Nothing but the line with "Where can the blade" and the lines after it, through the end of the records below, is to be repeated, exactly as it is.

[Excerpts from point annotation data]
################

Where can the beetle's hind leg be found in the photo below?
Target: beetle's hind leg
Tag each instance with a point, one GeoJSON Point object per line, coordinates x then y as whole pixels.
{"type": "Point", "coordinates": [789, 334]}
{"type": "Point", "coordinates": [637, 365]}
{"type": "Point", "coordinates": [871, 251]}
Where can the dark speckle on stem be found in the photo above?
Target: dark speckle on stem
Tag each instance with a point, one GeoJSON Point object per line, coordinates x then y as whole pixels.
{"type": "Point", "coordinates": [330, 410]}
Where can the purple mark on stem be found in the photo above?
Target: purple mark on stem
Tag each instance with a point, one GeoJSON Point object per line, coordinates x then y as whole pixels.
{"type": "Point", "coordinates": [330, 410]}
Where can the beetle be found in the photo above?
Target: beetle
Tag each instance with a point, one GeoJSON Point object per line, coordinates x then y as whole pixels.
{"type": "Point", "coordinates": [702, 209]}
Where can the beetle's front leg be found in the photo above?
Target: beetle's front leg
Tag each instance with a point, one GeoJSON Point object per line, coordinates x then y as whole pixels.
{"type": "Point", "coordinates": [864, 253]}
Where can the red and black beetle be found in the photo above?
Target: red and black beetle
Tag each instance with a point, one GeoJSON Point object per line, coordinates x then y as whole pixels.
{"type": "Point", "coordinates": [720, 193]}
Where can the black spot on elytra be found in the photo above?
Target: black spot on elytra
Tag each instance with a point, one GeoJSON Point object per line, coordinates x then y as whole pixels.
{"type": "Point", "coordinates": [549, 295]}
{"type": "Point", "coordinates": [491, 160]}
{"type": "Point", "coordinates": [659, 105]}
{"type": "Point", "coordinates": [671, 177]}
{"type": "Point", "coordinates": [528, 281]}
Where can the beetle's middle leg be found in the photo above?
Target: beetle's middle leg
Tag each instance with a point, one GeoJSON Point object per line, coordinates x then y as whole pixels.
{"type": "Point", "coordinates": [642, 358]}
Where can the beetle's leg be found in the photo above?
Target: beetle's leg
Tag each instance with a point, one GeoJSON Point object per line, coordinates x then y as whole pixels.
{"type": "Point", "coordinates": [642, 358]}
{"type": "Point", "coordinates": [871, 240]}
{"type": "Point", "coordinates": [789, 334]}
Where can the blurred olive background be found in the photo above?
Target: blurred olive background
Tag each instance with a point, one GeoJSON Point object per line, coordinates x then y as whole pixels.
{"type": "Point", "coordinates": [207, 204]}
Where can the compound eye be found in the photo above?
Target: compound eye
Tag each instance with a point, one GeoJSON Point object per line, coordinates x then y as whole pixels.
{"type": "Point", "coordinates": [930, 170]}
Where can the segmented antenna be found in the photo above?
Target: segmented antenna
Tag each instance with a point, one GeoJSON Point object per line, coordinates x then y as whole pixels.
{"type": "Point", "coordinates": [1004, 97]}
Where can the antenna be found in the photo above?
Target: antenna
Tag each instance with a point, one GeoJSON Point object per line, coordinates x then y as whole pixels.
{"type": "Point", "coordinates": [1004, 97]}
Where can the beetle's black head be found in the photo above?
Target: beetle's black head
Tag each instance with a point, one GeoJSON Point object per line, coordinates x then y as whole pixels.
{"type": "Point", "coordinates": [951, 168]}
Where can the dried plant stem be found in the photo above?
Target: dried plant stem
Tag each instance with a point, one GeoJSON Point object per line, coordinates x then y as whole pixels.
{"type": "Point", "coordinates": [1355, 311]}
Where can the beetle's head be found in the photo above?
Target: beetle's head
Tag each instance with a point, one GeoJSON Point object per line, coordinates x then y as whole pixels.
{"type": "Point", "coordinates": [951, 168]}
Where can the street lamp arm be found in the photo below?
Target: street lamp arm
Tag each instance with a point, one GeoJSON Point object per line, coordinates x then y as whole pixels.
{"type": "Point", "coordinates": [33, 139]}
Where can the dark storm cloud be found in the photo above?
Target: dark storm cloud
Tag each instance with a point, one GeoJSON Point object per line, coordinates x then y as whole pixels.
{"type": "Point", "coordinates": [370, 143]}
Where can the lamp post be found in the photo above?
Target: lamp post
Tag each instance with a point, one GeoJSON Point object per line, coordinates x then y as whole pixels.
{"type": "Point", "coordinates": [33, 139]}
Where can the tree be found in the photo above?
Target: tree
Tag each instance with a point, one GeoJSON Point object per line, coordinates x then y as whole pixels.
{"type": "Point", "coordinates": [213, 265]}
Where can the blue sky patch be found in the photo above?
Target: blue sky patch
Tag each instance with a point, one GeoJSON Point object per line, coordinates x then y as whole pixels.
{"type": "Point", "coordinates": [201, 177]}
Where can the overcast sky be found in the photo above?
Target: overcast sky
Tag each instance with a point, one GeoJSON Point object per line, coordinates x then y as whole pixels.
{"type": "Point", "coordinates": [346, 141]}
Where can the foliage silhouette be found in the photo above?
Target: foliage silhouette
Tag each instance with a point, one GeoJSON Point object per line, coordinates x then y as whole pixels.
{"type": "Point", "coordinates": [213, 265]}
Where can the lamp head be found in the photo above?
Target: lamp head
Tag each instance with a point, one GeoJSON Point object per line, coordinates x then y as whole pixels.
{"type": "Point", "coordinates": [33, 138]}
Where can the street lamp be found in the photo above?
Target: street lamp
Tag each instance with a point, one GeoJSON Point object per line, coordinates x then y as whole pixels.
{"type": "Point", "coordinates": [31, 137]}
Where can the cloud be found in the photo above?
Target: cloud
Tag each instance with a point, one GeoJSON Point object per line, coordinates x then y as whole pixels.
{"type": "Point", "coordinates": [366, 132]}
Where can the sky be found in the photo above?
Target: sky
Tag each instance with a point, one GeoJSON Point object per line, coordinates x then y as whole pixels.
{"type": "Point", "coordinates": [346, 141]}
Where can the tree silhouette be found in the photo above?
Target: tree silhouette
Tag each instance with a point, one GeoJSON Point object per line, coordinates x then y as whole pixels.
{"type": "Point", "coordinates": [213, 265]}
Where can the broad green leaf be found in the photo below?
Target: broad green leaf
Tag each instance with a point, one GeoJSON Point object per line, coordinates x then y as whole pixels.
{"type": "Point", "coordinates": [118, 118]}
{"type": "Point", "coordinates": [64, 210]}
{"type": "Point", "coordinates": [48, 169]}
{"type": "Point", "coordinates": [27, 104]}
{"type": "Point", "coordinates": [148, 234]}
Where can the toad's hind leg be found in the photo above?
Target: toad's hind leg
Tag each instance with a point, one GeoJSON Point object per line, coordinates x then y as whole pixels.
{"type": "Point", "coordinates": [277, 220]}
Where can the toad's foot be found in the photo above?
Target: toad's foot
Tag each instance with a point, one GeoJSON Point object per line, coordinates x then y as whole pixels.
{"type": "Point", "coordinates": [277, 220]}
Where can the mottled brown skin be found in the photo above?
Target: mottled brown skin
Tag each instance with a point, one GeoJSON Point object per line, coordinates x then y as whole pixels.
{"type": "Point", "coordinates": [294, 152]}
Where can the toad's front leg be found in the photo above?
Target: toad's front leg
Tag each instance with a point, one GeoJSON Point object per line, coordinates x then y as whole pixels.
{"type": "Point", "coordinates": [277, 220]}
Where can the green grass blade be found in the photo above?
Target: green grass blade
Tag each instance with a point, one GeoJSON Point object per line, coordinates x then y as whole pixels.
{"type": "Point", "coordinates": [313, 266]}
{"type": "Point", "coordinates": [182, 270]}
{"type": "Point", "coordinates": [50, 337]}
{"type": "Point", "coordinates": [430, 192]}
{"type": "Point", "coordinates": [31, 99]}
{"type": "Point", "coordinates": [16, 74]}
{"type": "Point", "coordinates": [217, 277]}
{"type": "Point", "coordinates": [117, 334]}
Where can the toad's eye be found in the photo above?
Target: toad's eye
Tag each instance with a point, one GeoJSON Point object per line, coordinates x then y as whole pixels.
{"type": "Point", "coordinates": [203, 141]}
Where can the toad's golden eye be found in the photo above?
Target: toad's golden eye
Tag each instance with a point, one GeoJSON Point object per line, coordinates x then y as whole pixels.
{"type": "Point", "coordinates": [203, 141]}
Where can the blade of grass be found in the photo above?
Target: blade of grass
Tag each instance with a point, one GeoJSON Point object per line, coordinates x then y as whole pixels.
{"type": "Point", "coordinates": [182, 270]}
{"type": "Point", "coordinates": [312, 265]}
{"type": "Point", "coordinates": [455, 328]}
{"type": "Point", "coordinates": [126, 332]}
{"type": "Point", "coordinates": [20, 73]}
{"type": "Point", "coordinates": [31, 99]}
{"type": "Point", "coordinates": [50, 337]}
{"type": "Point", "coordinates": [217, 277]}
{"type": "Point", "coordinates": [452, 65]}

################

> [Solution to this problem]
Where can the blade of grass be found in the photo above?
Target: blade of grass
Tag each instance with a point, one GeoJSON Point object per line, coordinates x then y as whole pixels.
{"type": "Point", "coordinates": [182, 270]}
{"type": "Point", "coordinates": [312, 265]}
{"type": "Point", "coordinates": [455, 328]}
{"type": "Point", "coordinates": [126, 332]}
{"type": "Point", "coordinates": [20, 73]}
{"type": "Point", "coordinates": [31, 99]}
{"type": "Point", "coordinates": [50, 337]}
{"type": "Point", "coordinates": [217, 277]}
{"type": "Point", "coordinates": [452, 65]}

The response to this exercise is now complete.